◆ Text provided:
To all those who just joined us welcome. This is the last of the ten part series, and it’s been fun. Feel free to add comments to the posts. If you’re looking for the email that began this series, please check Is fiction a type of fabrication part 1. It’s under the label as Fiction Debate, to make things easier for you.

As with all writing there is a time when things go back full circle. As anyone who writes, you complete your manuscript send it out (hopefully!) and get it published. Then what comes next? In a way it’s easy.

You’re a published author it might be your first book or it might be your tenth… you go out and market your book, author signing, public speaking, get the word out for the book. Some authors love this and other want to go back to the thing they love. Writing.

To me it makes sense that you need to write all the time, and build on the book that you’ve worked so hard on. In a sense once the fiction book is out of your hands, it goes to the reader and becomes their book. What is an author to do?

For me there is one idea, that unless you get about a billion dollars on your book, and only wanted the money, than the best part doesn’t apply, write a new book.

I think that Journaling out a new fiction book is what helps me the best, I draw and doodle a place or time or event. Then I write it out: The place the people, the main characters. I think I journal more in the earlier stages of a book than in the later stages.

◆ Record excerpts:
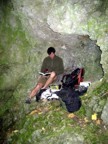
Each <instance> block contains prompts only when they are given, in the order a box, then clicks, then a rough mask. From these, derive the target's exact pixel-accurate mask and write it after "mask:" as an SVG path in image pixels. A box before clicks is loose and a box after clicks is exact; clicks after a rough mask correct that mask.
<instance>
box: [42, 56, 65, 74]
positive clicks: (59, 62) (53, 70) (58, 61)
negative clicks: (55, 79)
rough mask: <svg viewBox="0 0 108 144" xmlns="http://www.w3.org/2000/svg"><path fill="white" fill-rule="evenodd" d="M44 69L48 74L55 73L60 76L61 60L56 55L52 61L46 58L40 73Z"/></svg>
mask: <svg viewBox="0 0 108 144" xmlns="http://www.w3.org/2000/svg"><path fill="white" fill-rule="evenodd" d="M46 69H47V70H48V71H49V72H52V71H55V73H56V75H59V74H62V73H63V72H64V65H63V60H62V59H61V58H60V57H58V56H56V55H55V57H54V59H51V58H50V57H49V56H47V57H46V58H45V59H44V61H43V64H42V67H41V72H44V71H45V70H46Z"/></svg>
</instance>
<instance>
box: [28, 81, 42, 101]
mask: <svg viewBox="0 0 108 144" xmlns="http://www.w3.org/2000/svg"><path fill="white" fill-rule="evenodd" d="M42 87H43V84H42V83H38V84H37V85H36V87H35V88H34V89H33V90H32V91H31V93H30V96H29V98H30V99H31V98H33V97H34V96H35V95H36V94H37V93H38V91H39V90H40V89H41V88H42Z"/></svg>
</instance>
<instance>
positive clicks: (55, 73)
mask: <svg viewBox="0 0 108 144" xmlns="http://www.w3.org/2000/svg"><path fill="white" fill-rule="evenodd" d="M56 78H57V77H56V73H55V72H51V74H50V77H49V79H48V80H47V81H46V83H45V85H44V86H43V88H42V89H46V88H47V87H48V86H49V85H50V84H51V83H52V82H53V81H54V80H56Z"/></svg>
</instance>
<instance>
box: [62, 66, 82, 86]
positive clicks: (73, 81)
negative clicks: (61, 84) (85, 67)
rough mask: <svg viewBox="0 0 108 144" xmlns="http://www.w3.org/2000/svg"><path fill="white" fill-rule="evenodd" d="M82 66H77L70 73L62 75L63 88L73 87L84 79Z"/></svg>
mask: <svg viewBox="0 0 108 144" xmlns="http://www.w3.org/2000/svg"><path fill="white" fill-rule="evenodd" d="M84 73H85V71H84V68H77V69H75V70H74V71H73V72H72V73H70V74H66V75H63V77H62V80H61V82H62V87H63V88H74V87H77V86H78V85H79V84H80V82H82V81H83V79H84Z"/></svg>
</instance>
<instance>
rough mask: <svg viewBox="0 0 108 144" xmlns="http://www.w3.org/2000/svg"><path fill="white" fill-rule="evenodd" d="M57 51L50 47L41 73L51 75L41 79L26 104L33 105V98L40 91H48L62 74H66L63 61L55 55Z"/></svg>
mask: <svg viewBox="0 0 108 144" xmlns="http://www.w3.org/2000/svg"><path fill="white" fill-rule="evenodd" d="M55 52H56V51H55V49H54V48H53V47H49V48H48V49H47V53H48V55H49V56H47V57H46V58H45V59H44V61H43V63H42V67H41V72H43V73H45V72H48V73H50V74H49V75H47V76H44V75H41V77H40V78H39V80H38V82H37V85H36V86H35V87H34V89H33V90H32V91H31V93H30V95H29V98H28V99H27V100H26V103H28V104H30V103H31V98H33V97H34V96H35V95H36V94H37V93H38V92H39V90H40V89H46V88H47V87H48V86H49V85H50V84H51V83H53V82H54V81H55V80H56V79H57V76H58V75H59V74H62V73H63V72H64V65H63V60H62V59H61V58H60V57H58V56H57V55H55Z"/></svg>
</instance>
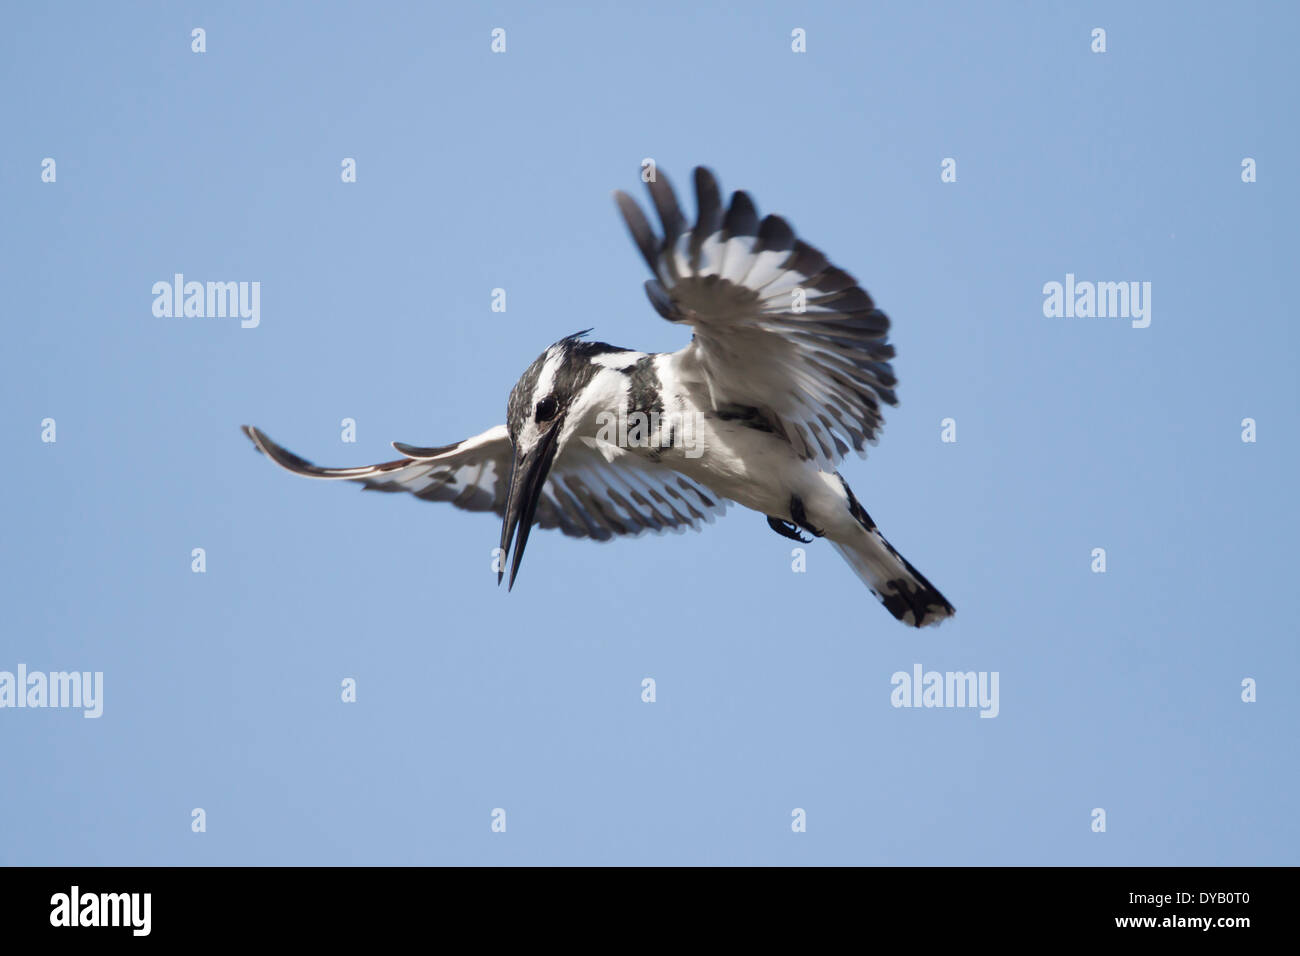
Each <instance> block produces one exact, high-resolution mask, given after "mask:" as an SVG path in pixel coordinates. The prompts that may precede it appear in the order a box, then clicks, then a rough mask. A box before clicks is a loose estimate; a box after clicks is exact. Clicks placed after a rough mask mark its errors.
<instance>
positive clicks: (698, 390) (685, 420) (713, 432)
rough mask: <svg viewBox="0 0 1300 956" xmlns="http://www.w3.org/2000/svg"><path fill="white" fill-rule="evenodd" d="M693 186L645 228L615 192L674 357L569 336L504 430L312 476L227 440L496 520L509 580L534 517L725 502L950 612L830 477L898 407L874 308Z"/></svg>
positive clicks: (933, 592) (680, 505)
mask: <svg viewBox="0 0 1300 956" xmlns="http://www.w3.org/2000/svg"><path fill="white" fill-rule="evenodd" d="M694 179H695V200H697V215H695V222H694V225H693V226H692V225H689V224H688V222H686V220H685V219H684V216H682V213H681V209H680V208H679V206H677V199H676V196H675V195H673V191H672V187H671V186H669V185H668V182H667V181H666V179H664V178H663V177H662V174H659V176H654V177H651V182H649V187H650V198H651V200H653V203H654V207H655V209H656V212H658V217H659V222H660V224H662V230H663V234H662V235H660V234H656V233H655V232H654V230H653V229H651V226H650V224H649V221H647V220H646V217H645V215H643V213H642V211H641V208H640V207H638V206H637V203H636V202H633V200H632V199H630V198H629V196H628V195H627V194H624V193H615V200H616V202H617V206H619V209H620V211H621V213H623V217H624V220H625V221H627V225H628V228H629V229H630V230H632V237H633V239H634V241H636V245H637V247H638V248H640V250H641V255H642V256H645V260H646V264H647V265H649V267H650V272H651V274H653V276H654V278H651V280H649V281H647V282H646V285H645V287H646V294H647V295H649V298H650V304H651V306H654V308H655V310H656V311H658V312H659V315H660V316H663V317H664V319H667V320H668V321H671V323H677V324H681V325H690V326H692V329H693V330H694V336H693V337H692V341H690V343H689V345H688V346H685V347H684V349H680V350H679V351H675V352H656V354H647V352H641V351H636V350H632V349H617V347H615V346H612V345H606V343H603V342H589V341H585V339H584V338H582V336H584V334H585V333H577V334H573V336H568V337H565V338H562V339H560V341H559V342H556V343H555V345H552V346H550V347H549V349H547V350H546V351H545V352H542V354H541V355H539V356H538V358H537V360H536V362H533V364H532V365H529V367H528V369H526V371H525V372H524V375H523V377H521V378H520V380H519V382H516V384H515V388H513V389H512V390H511V393H510V402H508V405H507V411H506V424H504V425H497V427H495V428H489V429H487V431H486V432H484V433H482V434H478V436H474V437H473V438H467V440H465V441H460V442H456V444H455V445H443V446H439V447H417V446H415V445H406V444H402V442H393V446H394V447H395V449H396V450H398V451H399V453H400V454H402V455H403V457H402V458H400V459H398V460H395V462H386V463H383V464H372V466H364V467H359V468H320V467H317V466H315V464H312V463H311V462H307V460H304V459H302V458H299V457H298V455H295V454H292V453H291V451H289V450H286V449H283V447H281V446H279V445H277V444H276V442H273V441H272V440H270V438H268V437H266V434H265V433H264V432H261V431H259V429H257V428H252V427H248V425H244V432H246V433H247V436H248V437H250V438H251V440H252V441H253V444H255V445H256V446H257V447H259V449H260V450H261V451H263V453H265V454H266V457H268V458H270V459H272V460H273V462H276V463H277V464H279V466H281V467H283V468H286V470H289V471H291V472H294V473H295V475H305V476H308V477H318V479H335V480H346V481H357V483H360V484H361V485H363V486H364V488H367V489H370V490H377V492H409V493H411V494H415V496H416V497H417V498H425V499H428V501H448V502H451V503H452V505H455V506H456V507H460V509H465V510H468V511H491V512H494V514H497V515H498V516H499V518H500V519H502V532H500V551H499V553H498V561H499V562H500V563H499V564H498V567H499V570H500V572H499V574H498V578H497V580H498V583H500V579H502V575H503V574H504V562H506V559H507V558H510V587H511V588H512V587H513V584H515V576H516V574H517V572H519V564H520V561H521V559H523V557H524V546H525V545H526V544H528V536H529V532H530V531H532V528H533V525H534V524H536V525H538V527H542V528H559V529H560V531H562V532H564V533H565V535H569V536H572V537H586V538H594V540H597V541H606V540H608V538H611V537H615V536H624V535H640V533H642V532H646V531H654V532H662V531H669V529H671V531H682V529H685V528H698V527H699V525H701V524H702V523H706V522H712V519H714V516H715V515H718V514H722V511H723V510H724V509H725V507H727V503H728V502H737V503H740V505H744V506H745V507H749V509H753V510H754V511H758V512H759V514H762V515H766V516H767V523H768V524H770V525H771V528H772V529H774V531H776V532H777V533H779V535H783V536H785V537H789V538H794V540H798V541H810V540H811V538H805V537H803V536H802V533H801V532H806V533H807V535H811V536H815V537H826V538H827V540H828V541H829V542H831V544H832V545H833V546H835V549H836V550H837V551H839V553H840V554H841V555H842V557H844V559H845V561H846V562H849V566H850V567H852V568H853V570H854V572H855V574H857V575H858V578H861V579H862V581H863V583H865V584H866V585H867V587H868V588H870V589H871V592H872V593H874V594H875V596H876V597H878V598H879V600H880V602H881V604H884V606H885V607H887V609H888V610H889V613H891V614H893V615H894V617H896V618H897V619H898V620H901V622H904V623H905V624H910V626H913V627H923V626H926V624H932V623H936V622H940V620H943V619H945V618H948V617H950V615H952V614H953V606H952V605H950V604H949V602H948V601H946V598H944V596H943V594H940V593H939V591H937V589H936V588H935V587H933V585H932V584H931V583H930V581H928V580H926V578H924V575H922V574H920V572H919V571H918V570H917V568H914V567H913V566H911V564H910V563H909V562H907V561H906V559H905V558H904V557H902V555H901V554H898V551H897V550H894V548H893V546H892V545H891V544H889V542H888V541H887V540H885V537H884V535H881V533H880V529H879V528H876V524H875V522H872V520H871V516H870V515H868V514H867V511H866V509H863V507H862V505H861V503H859V502H858V499H857V497H854V494H853V492H852V490H850V488H849V483H848V481H845V480H844V477H842V476H841V475H840V473H839V472H837V471H836V464H839V462H840V460H841V459H842V458H844V457H845V455H846V454H848V451H849V449H850V447H852V449H853V450H855V451H857V453H858V454H859V455H865V454H866V446H867V444H868V442H871V444H875V441H876V437H878V434H879V432H880V428H881V424H883V419H881V405H897V398H896V395H894V386H896V384H897V380H896V378H894V373H893V369H892V368H891V364H889V360H891V359H892V358H893V356H894V350H893V346H891V345H888V342H887V334H888V330H889V320H888V319H887V317H885V315H884V312H881V311H880V310H879V308H876V306H875V303H874V302H872V300H871V297H870V295H867V293H866V291H865V290H863V289H862V287H861V286H859V285H858V282H857V281H855V280H854V278H853V277H852V276H849V273H846V272H844V271H842V269H839V268H836V267H835V265H832V264H831V263H829V261H828V260H827V258H826V256H824V255H822V252H819V251H818V250H816V248H814V247H813V246H809V245H807V243H805V242H802V241H800V239H797V238H796V235H794V232H793V230H792V229H790V226H789V225H788V224H787V221H785V220H784V219H781V217H779V216H767V217H764V219H762V220H761V219H759V216H758V212H757V211H755V208H754V203H753V202H751V200H750V198H749V195H746V194H745V193H735V194H732V198H731V203H729V204H728V206H727V207H725V208H724V207H723V202H722V194H720V193H719V187H718V181H716V179H715V178H714V176H712V173H711V172H708V170H707V169H705V168H697V169H695V174H694ZM511 549H513V551H511Z"/></svg>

◆ Work to complete:
1. Using the post on writing after publication, mark each statement yes or no. Back each answer with the deciding words from the post, quoted exactly.
(a) This post is the last of a ten-part series.
(b) The writer journals more in the later stages of a book than in the earlier stages.
(c) The writer says that once a fiction book is out of the author's hands, it becomes the reader's book.
2. Resume the post on writing after publication, starting right after its final sentence and keeping its voice.
The listing plays no part in this work.

◆ Responses to the exercise:
1.
(a) Yes: "This is the last of the ten part series"
(b) No: "I think I journal more in the earlier stages of a book than in the later stages."
(c) Yes: "once the fiction book is out of your hands, it goes to the reader and becomes their book"

2.
Then it is down to the draft and the writing, I write long hand, on paper and then on the computer. Once again it will be back for editing and then to publication. It’s back to the start after this again.

Don’t think that fiction doesn’t require work or thinking by both reader and writer? I’ll simply say: Think again.

My question for today is: Of all the things you need to do with fiction to make a book, what is your favorite part?

After all this I’ll send you off to my other blog… to see what topic my non-fiction is about

2 Comments

  • PrettySiren

    For me, writing the very first draft is my favorite part. The ideas are still fresh and new in my head — it’s just very exciting.

    Like you, I also draw scenes and characters out. In the series I’m working on, I know every detail about my characters lives. They’ve been with me five years now, and they really have personalities of their own.